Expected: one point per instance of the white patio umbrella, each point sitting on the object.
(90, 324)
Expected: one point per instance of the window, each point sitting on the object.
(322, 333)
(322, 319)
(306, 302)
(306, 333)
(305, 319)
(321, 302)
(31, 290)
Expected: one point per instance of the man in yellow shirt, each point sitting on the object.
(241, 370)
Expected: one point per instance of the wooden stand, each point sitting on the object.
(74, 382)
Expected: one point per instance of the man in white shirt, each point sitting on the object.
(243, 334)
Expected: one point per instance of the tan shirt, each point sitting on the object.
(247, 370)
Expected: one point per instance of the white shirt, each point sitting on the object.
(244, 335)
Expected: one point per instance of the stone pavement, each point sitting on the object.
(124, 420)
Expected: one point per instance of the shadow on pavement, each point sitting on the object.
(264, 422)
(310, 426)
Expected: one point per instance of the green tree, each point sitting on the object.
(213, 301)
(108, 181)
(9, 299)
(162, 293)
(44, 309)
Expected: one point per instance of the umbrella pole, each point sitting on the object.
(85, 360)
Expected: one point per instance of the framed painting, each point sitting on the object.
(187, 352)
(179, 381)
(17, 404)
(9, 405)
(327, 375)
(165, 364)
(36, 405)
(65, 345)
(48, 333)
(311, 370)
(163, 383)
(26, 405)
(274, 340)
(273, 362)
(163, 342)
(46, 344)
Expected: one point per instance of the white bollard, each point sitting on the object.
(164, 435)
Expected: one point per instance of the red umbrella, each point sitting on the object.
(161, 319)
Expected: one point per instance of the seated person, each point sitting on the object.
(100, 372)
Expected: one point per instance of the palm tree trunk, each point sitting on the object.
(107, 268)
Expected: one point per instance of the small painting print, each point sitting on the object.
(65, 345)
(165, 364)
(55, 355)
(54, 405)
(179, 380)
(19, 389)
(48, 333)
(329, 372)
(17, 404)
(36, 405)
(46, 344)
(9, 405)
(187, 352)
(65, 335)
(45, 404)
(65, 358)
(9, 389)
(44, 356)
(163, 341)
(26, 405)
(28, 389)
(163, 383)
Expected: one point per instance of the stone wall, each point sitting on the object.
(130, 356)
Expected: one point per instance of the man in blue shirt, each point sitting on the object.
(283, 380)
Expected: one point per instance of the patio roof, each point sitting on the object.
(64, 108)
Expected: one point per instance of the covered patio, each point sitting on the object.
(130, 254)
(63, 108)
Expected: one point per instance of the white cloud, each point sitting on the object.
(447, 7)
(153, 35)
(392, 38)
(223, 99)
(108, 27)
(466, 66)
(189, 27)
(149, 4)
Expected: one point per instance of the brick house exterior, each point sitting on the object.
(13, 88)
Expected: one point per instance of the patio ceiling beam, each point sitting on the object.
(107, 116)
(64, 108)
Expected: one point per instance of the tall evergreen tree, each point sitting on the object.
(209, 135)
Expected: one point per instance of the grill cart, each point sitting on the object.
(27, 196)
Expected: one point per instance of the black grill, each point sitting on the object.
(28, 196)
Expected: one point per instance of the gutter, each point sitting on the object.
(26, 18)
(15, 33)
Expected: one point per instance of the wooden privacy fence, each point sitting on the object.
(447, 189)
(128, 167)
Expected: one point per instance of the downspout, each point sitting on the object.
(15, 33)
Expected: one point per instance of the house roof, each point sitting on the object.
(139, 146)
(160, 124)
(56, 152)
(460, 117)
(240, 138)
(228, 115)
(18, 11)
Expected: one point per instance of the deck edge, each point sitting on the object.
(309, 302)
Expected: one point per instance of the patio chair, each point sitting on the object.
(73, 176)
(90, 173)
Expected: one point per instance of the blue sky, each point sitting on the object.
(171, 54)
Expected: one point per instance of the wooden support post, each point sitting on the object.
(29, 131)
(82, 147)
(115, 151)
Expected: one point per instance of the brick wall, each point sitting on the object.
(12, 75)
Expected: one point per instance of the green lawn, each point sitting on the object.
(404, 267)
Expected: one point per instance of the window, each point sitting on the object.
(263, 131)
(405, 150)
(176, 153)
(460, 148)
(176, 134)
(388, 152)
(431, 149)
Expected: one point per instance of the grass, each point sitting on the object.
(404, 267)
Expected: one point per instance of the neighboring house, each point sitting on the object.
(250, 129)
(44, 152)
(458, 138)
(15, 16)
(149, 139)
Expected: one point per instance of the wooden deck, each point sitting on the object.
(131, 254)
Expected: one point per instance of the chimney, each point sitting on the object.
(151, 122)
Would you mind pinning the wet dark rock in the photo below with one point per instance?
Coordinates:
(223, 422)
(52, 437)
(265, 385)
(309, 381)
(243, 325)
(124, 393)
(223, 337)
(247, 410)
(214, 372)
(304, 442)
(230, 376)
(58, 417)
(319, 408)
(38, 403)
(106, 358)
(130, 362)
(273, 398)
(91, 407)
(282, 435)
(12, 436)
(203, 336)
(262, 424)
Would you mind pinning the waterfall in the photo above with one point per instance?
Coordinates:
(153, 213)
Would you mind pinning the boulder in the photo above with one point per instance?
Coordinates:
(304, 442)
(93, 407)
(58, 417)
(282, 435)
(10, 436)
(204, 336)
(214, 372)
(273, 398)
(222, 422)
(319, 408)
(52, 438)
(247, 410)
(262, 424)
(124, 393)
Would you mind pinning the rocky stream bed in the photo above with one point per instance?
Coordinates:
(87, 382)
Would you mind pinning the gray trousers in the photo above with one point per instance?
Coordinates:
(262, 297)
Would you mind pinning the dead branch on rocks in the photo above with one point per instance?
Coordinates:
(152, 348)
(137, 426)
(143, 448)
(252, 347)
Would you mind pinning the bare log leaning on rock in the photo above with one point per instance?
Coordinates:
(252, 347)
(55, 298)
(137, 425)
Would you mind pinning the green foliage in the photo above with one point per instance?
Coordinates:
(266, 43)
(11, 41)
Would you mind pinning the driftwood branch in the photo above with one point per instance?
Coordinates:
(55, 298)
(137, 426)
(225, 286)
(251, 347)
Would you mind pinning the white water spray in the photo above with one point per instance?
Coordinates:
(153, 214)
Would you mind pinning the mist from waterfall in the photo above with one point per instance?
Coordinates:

········

**TASK DIRECTIONS**
Write the records out once more. Each line must match.

**OUTPUT OF THE TASK**
Expected: one point per instance of the white patio umbrella, each point sitting on the object.
(90, 324)
Expected: one point per instance of the window, each point sitting on the object.
(322, 333)
(322, 319)
(306, 302)
(306, 333)
(305, 319)
(321, 302)
(31, 290)
Expected: one point per instance of the man in yellow shirt, each point sitting on the object.
(241, 370)
Expected: one point per instance of the wooden stand, each point sitting on the object.
(74, 382)
Expected: one point per instance of the man in white shirt, each point sitting on the object.
(243, 334)
Expected: one point per instance of the tan shirt, each point sitting on the object.
(247, 370)
Expected: one point per instance of the white shirt, each point sitting on the object.
(244, 335)
Expected: one point per instance of the stone pavement, each point sitting on the object.
(124, 420)
Expected: one point per instance of the shadow on pavement, each point sitting on the object.
(264, 422)
(310, 426)
Expected: one point per instance of the green tree, each point sitting on the object.
(213, 301)
(108, 181)
(9, 299)
(162, 293)
(44, 309)
Expected: one point per instance of the umbrella pole, each point sitting on the object.
(85, 360)
Expected: one point per instance of the framed painting, each point sitting on the object.
(187, 352)
(179, 381)
(17, 404)
(9, 405)
(327, 375)
(165, 364)
(36, 405)
(65, 345)
(48, 333)
(311, 370)
(163, 383)
(26, 405)
(274, 340)
(273, 362)
(163, 342)
(46, 344)
Expected: one point per instance of the white bollard, each point sitting on the object.
(164, 435)
Expected: one point per instance of the red umbrella, each point sitting on the object.
(161, 319)
Expected: one point per instance of the seated person, each point sitting on the object.
(100, 372)
Expected: one point per instance of the palm tree trunk, each point sitting on the object.
(107, 268)
Expected: one point per instance of the small painting print, each point sitting on the object.
(65, 345)
(165, 364)
(55, 355)
(54, 405)
(179, 380)
(19, 389)
(48, 333)
(329, 372)
(17, 404)
(36, 405)
(46, 344)
(9, 405)
(187, 352)
(65, 335)
(45, 404)
(65, 358)
(9, 389)
(44, 356)
(163, 341)
(26, 405)
(28, 389)
(163, 383)
Expected: one point per instance of the stone wall, each point sitting on the object.
(130, 356)
Expected: one point per instance of the man in blue shirt, each point sitting on the object.
(283, 380)
Expected: one point per instance of the patio roof, each point sitting on the object.
(64, 108)
Expected: one point per instance of the covered patio, each point sitting on the object.
(130, 254)
(63, 108)
Expected: one point per instance of the white cloud, each point sitting on the object.
(447, 7)
(153, 35)
(392, 38)
(223, 99)
(108, 27)
(466, 66)
(189, 27)
(149, 4)
Expected: one point per instance of the brick house exterior, each point sitting on the object.
(13, 88)
Expected: one point per instance of the patio ceiling beam, each point sitting on the object.
(107, 116)
(64, 108)
Expected: one point per instance of the tall evergreen tree, each point sitting on the object.
(209, 135)
Expected: one point per instance of the grill cart, each point sitting on the object.
(27, 196)
Expected: one point per instance of the black grill, each point sitting on the object.
(28, 196)
Expected: one point per instance of the gutter, each point sitting on the object.
(26, 18)
(15, 33)
Expected: one point per instance of the wooden privacy fence, each point sitting on the object.
(447, 189)
(128, 167)
Expected: one point per instance of the downspout, each point sitting on the object.
(15, 33)
Expected: one point per instance of the house roof, each point sitting on the object.
(139, 146)
(160, 124)
(56, 152)
(460, 117)
(240, 138)
(228, 115)
(18, 11)
Expected: one point per instance of the deck edge, each point sitting on the object.
(309, 302)
Expected: one point per instance of the patio chair, each point sitting on the object.
(73, 176)
(90, 173)
Expected: one point per instance of the blue sky, each point sitting on the object.
(171, 54)
Expected: one point per instance of the wooden support post, each point sitting on the object.
(29, 131)
(82, 147)
(115, 151)
Expected: one point per instance of the brick wall, each point sitting on the object.
(12, 75)
Expected: one point per instance of the green lawn, each point sitting on the object.
(404, 267)
Expected: one point per instance of the window, each point sitting on the object.
(263, 131)
(405, 150)
(176, 153)
(460, 148)
(176, 134)
(388, 152)
(431, 149)
Expected: one point per instance of the grass, each point sitting on the object.
(404, 267)
Expected: one point per instance of the neighboring house, each point sitting on the object.
(250, 129)
(44, 152)
(458, 138)
(15, 16)
(149, 139)
Expected: one point per instance of the wooden deck, each point sitting on the object.
(131, 254)
Expected: one point per instance of the chimney, each point sitting on the object.
(151, 122)
Would you mind pinning the wet dark rock in the photo below with one point per instance?
Coordinates:
(223, 422)
(52, 437)
(265, 385)
(309, 381)
(243, 325)
(124, 393)
(223, 337)
(247, 410)
(214, 372)
(304, 442)
(230, 376)
(58, 417)
(319, 408)
(38, 403)
(106, 358)
(130, 362)
(273, 398)
(91, 407)
(282, 435)
(12, 436)
(203, 336)
(262, 424)
Would you mind pinning the waterfall in the photo above with one point per instance?
Coordinates:
(153, 213)
Would you mind pinning the boulder in the photo above with one point per instance?
Coordinates:
(304, 442)
(93, 407)
(58, 417)
(282, 435)
(10, 436)
(204, 336)
(214, 372)
(273, 398)
(222, 422)
(319, 408)
(52, 438)
(247, 410)
(262, 424)
(124, 393)
Would you mind pinning the rocky stream bed in the photo above with one point per instance?
Coordinates:
(87, 382)
Would you mind pinning the gray trousers in the photo above with one point per instance?
Coordinates:
(262, 297)
Would you mind pinning the dead branch on rocks in the photo above with one point per instance?
Coordinates:
(152, 348)
(137, 426)
(143, 448)
(252, 347)
Would you mind pinning the bare log leaning on rock in the photo above with one point per instance?
Coordinates:
(252, 347)
(55, 298)
(137, 425)
Would you mind pinning the green foliage in the photo above with one point per instance?
Coordinates:
(266, 43)
(11, 41)
Would you mind pinning the driftwood branch in the photo above with one point per instance?
Coordinates:
(55, 298)
(137, 426)
(225, 286)
(251, 347)
Would you mind pinning the white water spray in the photo above with one point per instance?
Coordinates:
(153, 214)
Would you mind pinning the mist from waterfall in the photo above with one point per instance?
Coordinates:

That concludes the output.